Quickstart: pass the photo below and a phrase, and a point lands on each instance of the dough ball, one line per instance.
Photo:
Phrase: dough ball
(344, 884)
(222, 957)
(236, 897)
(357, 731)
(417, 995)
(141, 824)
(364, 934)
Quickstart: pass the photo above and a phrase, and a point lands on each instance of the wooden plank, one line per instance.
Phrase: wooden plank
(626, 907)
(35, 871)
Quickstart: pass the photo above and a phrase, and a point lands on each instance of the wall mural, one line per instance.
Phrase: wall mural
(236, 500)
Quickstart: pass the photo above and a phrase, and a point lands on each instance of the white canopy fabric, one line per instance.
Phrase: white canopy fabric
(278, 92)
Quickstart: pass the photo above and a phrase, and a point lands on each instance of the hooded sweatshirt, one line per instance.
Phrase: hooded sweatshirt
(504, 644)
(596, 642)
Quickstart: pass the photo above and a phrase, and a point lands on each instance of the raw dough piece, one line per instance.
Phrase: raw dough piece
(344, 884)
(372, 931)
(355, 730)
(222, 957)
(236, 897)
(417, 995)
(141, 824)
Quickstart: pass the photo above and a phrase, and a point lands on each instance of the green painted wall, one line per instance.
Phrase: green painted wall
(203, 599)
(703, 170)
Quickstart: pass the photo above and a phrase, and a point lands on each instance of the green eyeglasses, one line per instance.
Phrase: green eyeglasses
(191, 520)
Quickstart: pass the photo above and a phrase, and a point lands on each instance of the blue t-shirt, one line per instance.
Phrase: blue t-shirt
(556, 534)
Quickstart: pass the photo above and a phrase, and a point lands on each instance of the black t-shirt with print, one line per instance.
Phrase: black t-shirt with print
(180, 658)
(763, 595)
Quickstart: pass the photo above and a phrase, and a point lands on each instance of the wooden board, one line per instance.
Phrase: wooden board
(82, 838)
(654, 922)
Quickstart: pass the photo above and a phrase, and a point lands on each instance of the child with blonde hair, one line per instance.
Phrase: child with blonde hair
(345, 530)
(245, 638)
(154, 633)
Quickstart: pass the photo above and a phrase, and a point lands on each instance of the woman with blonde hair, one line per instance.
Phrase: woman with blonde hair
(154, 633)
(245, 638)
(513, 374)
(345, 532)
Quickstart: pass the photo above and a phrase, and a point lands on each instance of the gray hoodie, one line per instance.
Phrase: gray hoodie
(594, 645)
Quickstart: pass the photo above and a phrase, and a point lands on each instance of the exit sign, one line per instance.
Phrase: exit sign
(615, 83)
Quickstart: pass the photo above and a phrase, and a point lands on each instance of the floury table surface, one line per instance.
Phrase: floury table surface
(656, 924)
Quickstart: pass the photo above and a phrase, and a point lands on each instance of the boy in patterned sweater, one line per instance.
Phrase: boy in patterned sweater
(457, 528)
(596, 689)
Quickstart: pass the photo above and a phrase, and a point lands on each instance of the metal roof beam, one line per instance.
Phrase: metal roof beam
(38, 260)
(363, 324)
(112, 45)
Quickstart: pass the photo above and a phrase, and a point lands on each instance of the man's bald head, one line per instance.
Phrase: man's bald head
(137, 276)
++++++
Exercise aim:
Copy out every line of the records above, word for word.

The solution:
Quickstart: pass the photo below and a phrase, and a point lands on each instance of the dough ball, one line per instance.
Photo:
Phrase: dough ball
(344, 884)
(222, 957)
(236, 897)
(357, 731)
(417, 995)
(141, 824)
(364, 934)
Quickstart: pass the photo above and a phrase, and a point lands on each instance of the wooden plank, one line per instance.
Phrase: wooden plank
(626, 907)
(35, 871)
Quickstart: pass the photo above and a phrase, and a point lands on each instance of the wall mural, one line per instance.
Phrase: wall mural
(236, 500)
Quickstart: pass the photo above and a phrase, and a point lands on each instance of the white canopy fabric, one line per instance.
Phrase: white canopy fabric
(278, 92)
Quickstart: pass the photo above and a phrase, and a point lands on each instance of the hooded sweatshirt, one line per instance.
Phrase: hooded sweatshirt
(504, 644)
(596, 642)
Quickstart: pass the photo above and a phrase, and a point lands on each instance of the raw dough piece, one line per instance.
Phrase: raw dough piece
(344, 884)
(372, 931)
(355, 730)
(222, 957)
(236, 897)
(417, 995)
(141, 824)
Quickstart: pass the photo above and a phrase, and a point lands on each instance of the green painted wall, one line per instance.
Phrase: green painted wall
(203, 599)
(703, 170)
Quickstart: pass the photo above and a phrase, and a point lands on each instance of the green eyeglasses, one line per instance.
Phrase: green eyeglasses
(191, 520)
Quickstart: pass the photo above and a phrase, and a point lands on each instance of the blue t-shirt, one line per instance.
Phrase: blue t-shirt
(556, 534)
Quickstart: pass the photo above and a phrase, and a point lands on each instance of the black t-shirt with print, one line per instance.
Phrase: black t-shirt with print
(180, 658)
(763, 595)
Quickstart: pass the photo above and a phrase, and a point lands on each instance of the wooden board, one line per instance.
Phrase: wooden board
(82, 838)
(654, 922)
Quickstart: pass the photo above and a phrase, and a point lands on each instance of the child with blonde hair, one line per instance.
Phrase: child with blonde hair
(345, 530)
(245, 638)
(154, 633)
Quickstart: pass the photo above and a phrase, and a point lands on each instance of the woman with blonde hair, one line per instance.
Phrase: woman with blonde hair
(154, 633)
(245, 638)
(513, 374)
(345, 532)
Quickstart: pass the photo above and a phrase, and a point lands on each instance of the gray hoodie, one line per instance.
Phrase: gray hoodie
(594, 645)
Quickstart: pass the photo above and a phrase, and a point lands on each instance of the exit sign, one line per instance.
Phrase: exit sign
(615, 83)
Quickstart: pass the photo above and a phrase, and a point lands on each instance of the floury table surface, one line per instance.
Phrase: floury table surface
(656, 924)
Quickstart: pass the photo above and a phrase, and a point lands on each instance of the boy in patterned sweater, one line per instance.
Phrase: boy in patterned sweater
(457, 528)
(596, 689)
Quickstart: pass the photo above and a phrase, and a point lands on each instance of the metal roof beam, one line per instance.
Phrase: metal roof beam
(38, 260)
(363, 324)
(112, 45)
Quickstart: pass the photo above and a phrase, and a point lands on each instance of the man's bald head, one line per instance.
Phrase: man's bald head
(137, 276)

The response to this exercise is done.